## Document
** BEGIN **

When Electronic Arts opened a development facility in Canada, the interactive entertainment software provider installed a state-of-the-art network and cabling infrastructure. The challange was to implement a system that would meet both present technology requirements and future bandwidth needs.
September 1, 2000
When Electronic Arts was created in 1982, the interactive entertainment software market was not much more than a concept. In fact, many industry observers predicted that if the market took off, it would never actually swim into the mainstream.
But with an eye towards the future, Electronic Arts saw an opportunity, stepped up to the challenge, and set up shop. Almost two decades later, the market has grown into a dynamic — and highly competitive — $15 billion industry, and Electronic Arts has become a force to be reckoned with. The company has grown into the world’s largest interactive entertainment software publisher with revenues exceeding US$1.2 billion.
The company, headquartered in Redwood City, CA, develops, publishes and distributes entertainment software for PCs and video game systems, such as Nintendo64 and PlayStation. It markets over 110 titles, boasts a vast worldwide distribution network in over 75 countries, and has offices and subsidiaries around the world — including 13 international product development centres.
Last year, the company opened the doors to one of these key development studios in Canada in a state-of-the-art, five-story campus style complex located in Burnaby, British Columbia. The new Electronic Arts Canada, which opened shop on January 4, 1999, was specifically designed to facilitate and promote a high level of design productivity while simultaneously maintaining a casual, creative working environment for its staff.

** END **

## Work to do
Decide whether each statement agrees with the Electronic Arts article above, answering yes or no and quoting the words from the article that settle it. 1. Electronic Arts has its headquarters in Burnaby, British Columbia. 2. The company markets more than 110 titles. 3. Electronic Arts Canada opened on January 4, 1999.

## Provided data

** BEGIN **

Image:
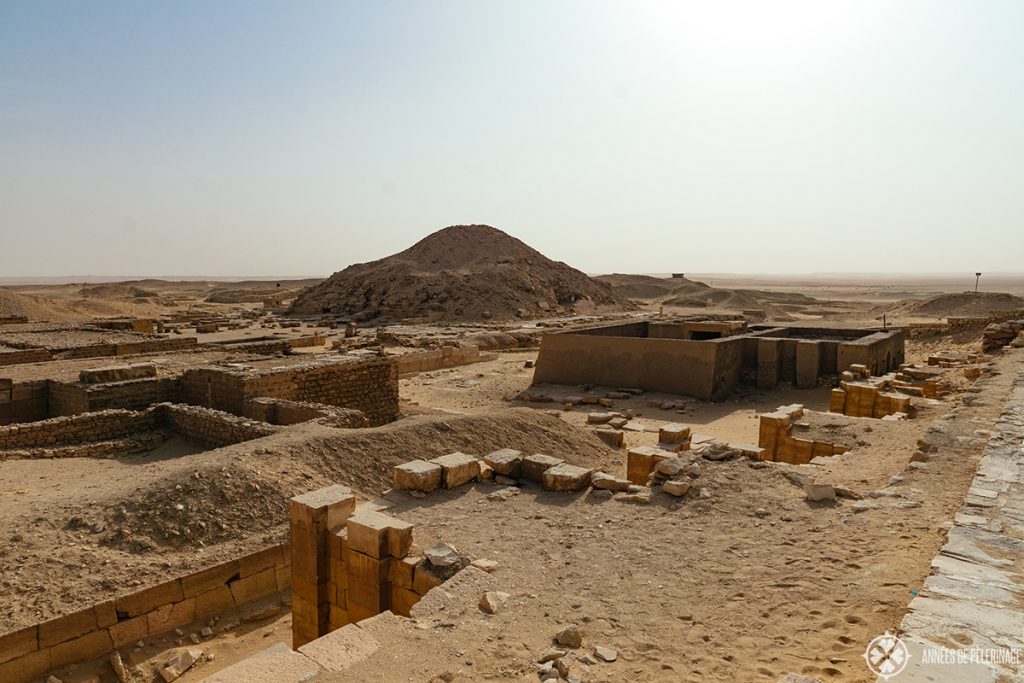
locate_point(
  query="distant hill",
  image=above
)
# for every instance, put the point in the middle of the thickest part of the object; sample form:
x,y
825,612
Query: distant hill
x,y
964,304
692,294
462,272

** END **

## Result for this task
1. No: "The company, headquartered in Redwood City, CA"
2. Yes: "It markets over 110 titles"
3. Yes: "The new Electronic Arts Canada, which opened shop on January 4, 1999"